**Problem details**. Copy out every record below with complete accuracy.

**Available data**.
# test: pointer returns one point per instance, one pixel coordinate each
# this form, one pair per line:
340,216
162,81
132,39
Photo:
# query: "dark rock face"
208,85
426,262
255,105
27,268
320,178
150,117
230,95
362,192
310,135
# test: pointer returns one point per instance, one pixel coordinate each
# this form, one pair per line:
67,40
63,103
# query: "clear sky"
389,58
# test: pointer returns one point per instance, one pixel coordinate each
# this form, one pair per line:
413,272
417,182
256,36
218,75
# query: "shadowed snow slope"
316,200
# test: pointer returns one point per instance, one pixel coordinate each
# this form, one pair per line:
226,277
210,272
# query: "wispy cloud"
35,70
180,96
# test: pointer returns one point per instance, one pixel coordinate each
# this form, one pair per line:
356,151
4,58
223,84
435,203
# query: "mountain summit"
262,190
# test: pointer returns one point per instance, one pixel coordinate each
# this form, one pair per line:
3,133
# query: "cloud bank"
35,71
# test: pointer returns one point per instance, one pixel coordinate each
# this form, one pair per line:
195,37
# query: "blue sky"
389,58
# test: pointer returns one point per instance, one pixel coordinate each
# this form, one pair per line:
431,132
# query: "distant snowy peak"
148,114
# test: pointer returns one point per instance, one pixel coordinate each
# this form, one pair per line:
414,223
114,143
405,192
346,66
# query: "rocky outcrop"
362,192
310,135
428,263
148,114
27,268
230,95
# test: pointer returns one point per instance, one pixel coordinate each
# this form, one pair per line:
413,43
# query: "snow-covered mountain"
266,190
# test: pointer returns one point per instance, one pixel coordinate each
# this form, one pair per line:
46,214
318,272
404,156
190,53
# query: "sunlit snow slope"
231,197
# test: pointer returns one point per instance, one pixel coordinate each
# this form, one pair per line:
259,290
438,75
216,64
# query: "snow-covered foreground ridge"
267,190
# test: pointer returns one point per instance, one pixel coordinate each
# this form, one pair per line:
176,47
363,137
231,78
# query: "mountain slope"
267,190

**Task result**.
# test: pointer returns one point per instance, one pixel coordinate each
# this form, one pair per line:
340,216
162,81
132,39
Photo:
# query: "dark rock face"
208,85
426,262
255,105
27,268
320,178
150,117
230,95
362,192
310,135
# test: pointer returns one point per instance, one pixel coordinate each
# this form, one pair per line:
67,40
63,103
# query: "clear sky"
389,58
# test: pointer returns one point per instance, one pixel coordinate each
# this form, one pair per line:
413,272
417,182
256,36
218,75
# query: "shadowed snow slope"
316,200
# test: pointer returns one point per instance, one pixel coordinate each
# this form, one pair per line:
226,277
210,272
# query: "wispy cloud"
35,70
180,96
# test: pointer returns one point per instance, one pixel coordinate each
# this form, one pair per line:
356,151
4,58
223,84
435,203
# query: "mountain summit"
262,190
# test: pointer returns one point per instance, one pixel coordinate each
# this form, one pair per line:
3,133
# query: "cloud bank"
35,71
# test: pointer returns one point per instance, one pixel coordinate each
# this form, one pair per line:
195,37
# query: "blue sky"
389,58
# test: pointer returns one point per instance, one pixel coordinate each
# this form, one pair per line:
431,132
# query: "distant snowy peak"
148,114
# test: pointer returns one point per instance, one pixel coordinate each
# this form, one pair per line:
414,223
114,143
405,192
346,66
# query: "rocky outcrop"
362,192
310,135
428,263
148,114
27,268
230,95
# test: pointer returns one point per instance, one pixel coordinate each
# this form, one pair per line:
413,43
# query: "snow-covered mountain"
266,190
# test: pointer returns one point per instance, one pixel coordinate each
# this form, one pair per line:
46,214
318,272
404,156
190,53
# query: "sunlit snow slope"
231,197
# test: pointer returns one point per instance, one pixel coordinate each
# this form, one pair per line:
259,290
438,75
216,64
# query: "snow-covered foreground ridge"
267,190
# test: pointer returns one point per instance, one pixel coordinate each
# this form, one pair per line:
176,47
363,137
231,78
# query: "mountain slope"
267,190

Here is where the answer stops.